> [Provided entries]:
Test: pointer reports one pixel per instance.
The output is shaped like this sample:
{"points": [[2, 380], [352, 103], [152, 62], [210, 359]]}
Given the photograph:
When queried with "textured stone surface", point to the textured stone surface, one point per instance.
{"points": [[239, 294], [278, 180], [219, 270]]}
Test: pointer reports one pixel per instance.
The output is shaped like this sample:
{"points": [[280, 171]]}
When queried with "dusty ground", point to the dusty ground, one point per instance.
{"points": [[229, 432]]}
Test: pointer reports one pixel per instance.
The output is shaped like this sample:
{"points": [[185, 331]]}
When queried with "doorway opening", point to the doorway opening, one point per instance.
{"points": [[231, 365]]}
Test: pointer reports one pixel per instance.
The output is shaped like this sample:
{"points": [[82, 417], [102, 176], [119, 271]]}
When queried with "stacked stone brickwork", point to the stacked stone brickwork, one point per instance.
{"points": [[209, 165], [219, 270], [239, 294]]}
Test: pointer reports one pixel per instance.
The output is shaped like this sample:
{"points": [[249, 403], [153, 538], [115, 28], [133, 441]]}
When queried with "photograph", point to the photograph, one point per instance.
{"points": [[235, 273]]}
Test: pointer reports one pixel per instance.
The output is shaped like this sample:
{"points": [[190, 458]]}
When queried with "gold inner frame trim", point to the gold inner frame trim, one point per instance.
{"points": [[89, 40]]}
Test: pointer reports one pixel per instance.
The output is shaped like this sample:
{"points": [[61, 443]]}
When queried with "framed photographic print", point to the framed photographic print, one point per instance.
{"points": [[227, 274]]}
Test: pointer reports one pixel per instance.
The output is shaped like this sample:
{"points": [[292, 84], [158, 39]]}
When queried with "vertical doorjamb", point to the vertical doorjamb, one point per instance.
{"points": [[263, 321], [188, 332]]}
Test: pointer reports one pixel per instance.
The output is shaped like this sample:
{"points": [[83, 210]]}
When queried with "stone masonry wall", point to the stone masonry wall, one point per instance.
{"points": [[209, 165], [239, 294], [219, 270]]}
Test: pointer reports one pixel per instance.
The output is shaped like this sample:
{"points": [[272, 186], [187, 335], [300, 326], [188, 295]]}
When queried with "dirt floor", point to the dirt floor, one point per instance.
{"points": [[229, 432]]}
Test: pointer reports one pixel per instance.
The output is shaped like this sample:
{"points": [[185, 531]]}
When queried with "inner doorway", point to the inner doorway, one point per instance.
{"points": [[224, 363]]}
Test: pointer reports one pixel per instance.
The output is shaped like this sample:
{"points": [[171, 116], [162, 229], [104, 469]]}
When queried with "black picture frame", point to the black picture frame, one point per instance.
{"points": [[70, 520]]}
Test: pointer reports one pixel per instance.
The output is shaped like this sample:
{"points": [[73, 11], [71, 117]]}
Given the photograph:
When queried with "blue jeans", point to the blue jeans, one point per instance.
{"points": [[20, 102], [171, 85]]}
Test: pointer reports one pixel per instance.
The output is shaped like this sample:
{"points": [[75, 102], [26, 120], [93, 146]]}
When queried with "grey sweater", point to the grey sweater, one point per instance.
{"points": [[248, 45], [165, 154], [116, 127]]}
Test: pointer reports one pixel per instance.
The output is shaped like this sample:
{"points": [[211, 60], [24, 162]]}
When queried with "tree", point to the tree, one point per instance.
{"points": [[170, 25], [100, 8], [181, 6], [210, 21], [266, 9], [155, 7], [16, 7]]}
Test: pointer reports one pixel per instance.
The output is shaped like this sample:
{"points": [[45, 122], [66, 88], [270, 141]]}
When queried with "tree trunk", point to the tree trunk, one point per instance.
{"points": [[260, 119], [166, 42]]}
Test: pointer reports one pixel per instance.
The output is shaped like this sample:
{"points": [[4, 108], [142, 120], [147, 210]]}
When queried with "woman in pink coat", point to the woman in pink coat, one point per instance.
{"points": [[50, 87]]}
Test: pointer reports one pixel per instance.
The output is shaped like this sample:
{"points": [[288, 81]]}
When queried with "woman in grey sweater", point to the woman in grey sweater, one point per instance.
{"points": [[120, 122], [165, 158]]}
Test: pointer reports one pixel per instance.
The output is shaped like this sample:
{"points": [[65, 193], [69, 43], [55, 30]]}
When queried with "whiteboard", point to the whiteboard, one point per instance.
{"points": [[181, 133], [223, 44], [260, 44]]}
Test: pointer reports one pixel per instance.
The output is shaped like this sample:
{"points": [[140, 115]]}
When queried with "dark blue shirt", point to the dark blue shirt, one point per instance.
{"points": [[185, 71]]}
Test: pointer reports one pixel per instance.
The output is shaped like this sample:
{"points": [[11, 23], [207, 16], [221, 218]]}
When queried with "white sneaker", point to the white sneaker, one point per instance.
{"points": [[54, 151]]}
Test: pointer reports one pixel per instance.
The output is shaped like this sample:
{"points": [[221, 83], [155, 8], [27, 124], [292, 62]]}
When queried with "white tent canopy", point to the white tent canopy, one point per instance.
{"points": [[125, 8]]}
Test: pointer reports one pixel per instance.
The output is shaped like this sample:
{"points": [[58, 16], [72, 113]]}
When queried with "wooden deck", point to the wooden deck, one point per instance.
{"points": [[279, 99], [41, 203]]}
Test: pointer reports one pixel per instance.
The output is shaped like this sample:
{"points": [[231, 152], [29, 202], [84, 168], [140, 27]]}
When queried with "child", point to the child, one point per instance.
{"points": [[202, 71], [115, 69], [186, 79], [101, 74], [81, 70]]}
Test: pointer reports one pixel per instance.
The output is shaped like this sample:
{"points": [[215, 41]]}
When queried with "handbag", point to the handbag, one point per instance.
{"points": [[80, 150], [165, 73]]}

> [Problem]:
Give an exact repetition of all the material.

> [Final answer]:
Test: pointer reports one pixel per instance.
The output is shaped like this sample:
{"points": [[2, 380], [352, 103], [152, 62], [210, 359]]}
Given the photograph:
When queried with "textured stone surface", point to the textured stone surface, one point per instance.
{"points": [[239, 294], [278, 180], [219, 270]]}
Test: pointer reports one pixel per instance.
The output is shaped like this sample:
{"points": [[280, 171]]}
When queried with "dusty ground", point to the dusty ground, one point per instance.
{"points": [[229, 432]]}
Test: pointer reports one pixel per instance.
The output is shaped like this sample:
{"points": [[185, 331]]}
When queried with "doorway opening", point to the doorway opening, one point per instance.
{"points": [[231, 365]]}
Test: pointer reports one pixel per instance.
The output is shaped like this sample:
{"points": [[82, 417], [102, 176], [119, 271]]}
When queried with "stacked stone brickwork", point to the stacked stone brickwork, one point per instance.
{"points": [[209, 165], [219, 270], [239, 294]]}
Test: pointer reports one pixel per instance.
The output is shaped like this sample:
{"points": [[249, 403], [153, 538], [115, 28], [133, 441]]}
When queried with "photograph", point to the photograph, one point per instance.
{"points": [[235, 273]]}
Test: pointer reports one pixel per instance.
The output is shaped like this sample:
{"points": [[190, 458]]}
When queried with "gold inner frame trim", point to the gold inner frame trim, one point per instance.
{"points": [[89, 40]]}
Test: pointer reports one pixel per instance.
The output is shaped like this sample:
{"points": [[61, 443]]}
When queried with "framed photographic print", point to the framed photographic print, one point per instance.
{"points": [[227, 274]]}
Test: pointer reports one pixel per instance.
The output is shaped like this sample:
{"points": [[292, 84], [158, 39]]}
When queried with "vertical doorjamb", point to the vertical doorjamb, one point per instance.
{"points": [[263, 321], [188, 332]]}
Test: pointer reports one pixel per instance.
The output is shaped like this sample:
{"points": [[83, 210]]}
When queried with "stone masonry wall", point to the stone masonry wall, one point per instance.
{"points": [[209, 165], [239, 294], [219, 270]]}
Test: pointer reports one pixel per instance.
The output is shaped like this sample:
{"points": [[272, 186], [187, 335], [300, 326], [188, 295]]}
When queried with "dirt floor", point to the dirt floor, one point per instance.
{"points": [[229, 432]]}
Test: pointer reports one pixel per instance.
The output is shaped like this sample:
{"points": [[185, 531]]}
When queried with "inner doorway", point to the inner doorway, one point per instance.
{"points": [[224, 363]]}
Test: pointer reports one pixel per instance.
The output is shaped like this sample:
{"points": [[171, 116], [162, 229], [104, 469]]}
When queried with "black picture frame", point to the black picture frame, one point per instance.
{"points": [[70, 520]]}
Test: pointer reports one pixel per instance.
The output is shaped like this sample:
{"points": [[73, 11], [71, 117]]}
Given the photograph:
When queried with "blue jeans", point to the blue jeans, one point per instance.
{"points": [[20, 102], [171, 85]]}
Test: pointer reports one pixel per instance.
The output is shaped like this sample:
{"points": [[75, 102], [26, 120], [93, 146]]}
When queried with "grey sweater", point to the grey sweater, one point per instance.
{"points": [[248, 45], [165, 154], [116, 127]]}
Test: pointer reports one pixel per instance.
The output is shaped like this sample:
{"points": [[211, 60], [24, 162]]}
When queried with "tree", point to the tree, one point per instance.
{"points": [[170, 25], [100, 8], [181, 6], [210, 21], [266, 9], [155, 7], [16, 7]]}
Test: pointer reports one pixel per instance.
The output is shaped like this sample:
{"points": [[45, 122], [66, 88], [270, 141]]}
When queried with "tree trunk", point to the tree trunk, one point per instance.
{"points": [[260, 119], [166, 42]]}
Test: pointer reports one pixel per instance.
The output is shaped like this sample:
{"points": [[4, 108], [142, 120], [147, 210]]}
When queried with "woman in pink coat", point to the woman in pink coat, one point per instance.
{"points": [[50, 87]]}
Test: pointer reports one pixel per instance.
The output is shaped like this sample:
{"points": [[288, 81]]}
When queried with "woman in grey sweater", point to the woman in grey sweater, one point per instance.
{"points": [[120, 122], [165, 158]]}
Test: pointer reports one pixel per instance.
The output is shaped like this sample:
{"points": [[65, 193], [69, 43], [55, 30]]}
When queried with "whiteboard", point to the whiteboard, one point per instance.
{"points": [[181, 133], [223, 44], [260, 44]]}
Test: pointer reports one pixel per instance.
The output is shaped like this sample:
{"points": [[140, 115]]}
When queried with "dark blue shirt", point to the dark blue shirt, one point per instance.
{"points": [[185, 71]]}
Test: pointer reports one pixel per instance.
The output is shaped like this sample:
{"points": [[11, 23], [207, 16], [221, 218]]}
When queried with "white sneaker", point to the white sneaker, one point per instance.
{"points": [[54, 151]]}
Test: pointer reports one pixel per instance.
The output is shaped like this sample:
{"points": [[221, 83], [155, 8], [27, 124], [292, 62]]}
When queried with "white tent canopy", point to the white tent canopy, one point per instance.
{"points": [[125, 8]]}
Test: pointer reports one pixel per instance.
The output is shaped like this sample:
{"points": [[58, 16], [72, 113]]}
When queried with "wooden deck", point to the wooden deck, one point per instance.
{"points": [[279, 99], [41, 203]]}
Test: pointer reports one pixel per instance.
The output is shaped like this sample:
{"points": [[231, 152], [29, 202], [84, 168], [140, 27]]}
When queried with "child", point to the child, one point per instance.
{"points": [[202, 71], [115, 69], [186, 79], [101, 74], [81, 70]]}
Test: pointer reports one pixel per instance.
The output is shaped like this sample:
{"points": [[215, 41]]}
When queried with "handbag", point to the handbag, one point per instance.
{"points": [[80, 150], [165, 73]]}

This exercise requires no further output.